■ Rows ■
....

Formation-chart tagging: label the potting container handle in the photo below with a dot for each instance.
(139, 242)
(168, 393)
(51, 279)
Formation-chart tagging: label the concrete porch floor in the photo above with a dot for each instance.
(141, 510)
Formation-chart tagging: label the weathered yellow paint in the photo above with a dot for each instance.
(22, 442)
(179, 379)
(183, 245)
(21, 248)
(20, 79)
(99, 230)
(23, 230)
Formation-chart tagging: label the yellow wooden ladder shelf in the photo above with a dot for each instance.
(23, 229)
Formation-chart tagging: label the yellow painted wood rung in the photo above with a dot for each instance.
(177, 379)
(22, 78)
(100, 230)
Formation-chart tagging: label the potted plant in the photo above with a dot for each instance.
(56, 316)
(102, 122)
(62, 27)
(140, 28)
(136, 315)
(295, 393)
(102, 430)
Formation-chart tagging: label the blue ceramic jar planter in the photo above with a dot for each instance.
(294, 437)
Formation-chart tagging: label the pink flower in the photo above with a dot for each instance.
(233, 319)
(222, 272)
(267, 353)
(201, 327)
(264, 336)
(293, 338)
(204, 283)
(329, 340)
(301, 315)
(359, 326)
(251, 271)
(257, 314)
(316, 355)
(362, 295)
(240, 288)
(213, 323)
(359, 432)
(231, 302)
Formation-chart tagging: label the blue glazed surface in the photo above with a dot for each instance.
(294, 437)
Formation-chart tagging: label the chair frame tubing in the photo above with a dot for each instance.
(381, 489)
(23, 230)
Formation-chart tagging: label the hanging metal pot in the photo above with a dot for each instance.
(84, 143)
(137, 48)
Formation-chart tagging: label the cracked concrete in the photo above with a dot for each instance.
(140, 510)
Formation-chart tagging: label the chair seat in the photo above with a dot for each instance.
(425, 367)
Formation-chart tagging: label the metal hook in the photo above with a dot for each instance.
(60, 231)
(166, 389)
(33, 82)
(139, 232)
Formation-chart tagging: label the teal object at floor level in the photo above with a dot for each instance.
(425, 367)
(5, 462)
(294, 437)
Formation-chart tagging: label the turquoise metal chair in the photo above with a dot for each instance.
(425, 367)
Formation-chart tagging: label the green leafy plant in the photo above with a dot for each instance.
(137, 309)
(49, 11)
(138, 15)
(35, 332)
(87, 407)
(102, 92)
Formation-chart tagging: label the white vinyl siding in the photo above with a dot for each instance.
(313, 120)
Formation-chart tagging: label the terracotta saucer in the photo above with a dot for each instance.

....

■ Exercise ■
Render the entire listing above as a numbered list, leaving out any blank lines.

■ Exercise answer ■
1. Formation-chart tagging: label the potting container handle in the photo below with a dot for each instance.
2. (139, 242)
3. (168, 393)
4. (51, 279)
5. Formation-chart tagging: label the concrete porch floor in the photo above with a dot for each instance.
6. (141, 510)
7. Formation-chart tagging: label the weathered yellow paint in the photo above with a dot for each instance.
8. (22, 442)
9. (179, 379)
10. (183, 245)
11. (21, 248)
12. (20, 79)
13. (99, 230)
14. (23, 230)
15. Formation-chart tagging: label the yellow wooden ladder shelf in the photo above with a dot for each instance.
16. (23, 229)
17. Formation-chart tagging: label the yellow painted wood rung in the photo above with a dot for each instance.
18. (177, 379)
19. (22, 78)
20. (100, 230)
21. Formation-chart tagging: label the potted plant in the photo above with a dot for each instance.
22. (56, 316)
23. (102, 122)
24. (62, 27)
25. (140, 28)
26. (136, 315)
27. (295, 393)
28. (102, 430)
29. Formation-chart tagging: label the blue ceramic jar planter in the photo above with a dot for each instance.
30. (294, 437)
31. Formation-chart tagging: label the pink flower in the photo above with a dot for each instance.
32. (233, 319)
33. (222, 272)
34. (267, 353)
35. (201, 327)
36. (264, 336)
37. (293, 338)
38. (204, 283)
39. (329, 340)
40. (301, 315)
41. (359, 326)
42. (251, 271)
43. (257, 314)
44. (316, 355)
45. (362, 295)
46. (240, 288)
47. (213, 323)
48. (359, 432)
49. (231, 302)
50. Formation-chart tagging: label the blue glazed surface in the photo above with a dot for each instance.
51. (294, 437)
52. Formation-chart tagging: label the chair frame tubing in the photo above with a dot for each instance.
53. (381, 489)
54. (23, 230)
55. Formation-chart tagging: label the hanging metal pot in the photo above with a dot for each instance.
56. (84, 143)
57. (137, 48)
58. Formation-chart tagging: label the cracked concrete in the photo above with a dot for each instance.
59. (140, 510)
60. Formation-chart tagging: label the chair seat in the photo above with a dot for each instance.
61. (425, 367)
62. Formation-chart tagging: label the metal hook in the photo above with a dot for each instance.
63. (60, 231)
64. (166, 389)
65. (33, 82)
66. (139, 232)
67. Formation-chart tagging: label the teal object at floor level in the photo above with a dot for each instance.
68. (425, 367)
69. (5, 462)
70. (294, 437)
71. Formation-chart tagging: label the turquoise metal chair in the photo above with a dot for each instance.
72. (425, 367)
73. Formation-chart tagging: label the green leafy plant in the photo above with a dot for each instance.
74. (137, 309)
75. (49, 11)
76. (138, 15)
77. (35, 332)
78. (87, 407)
79. (102, 92)
80. Formation-chart tagging: label the white vinyl siding in the photo above with a dot for each instance.
81. (313, 120)
82. Formation-chart tagging: label the terracotta saucer in the photo above with a dot for each instance.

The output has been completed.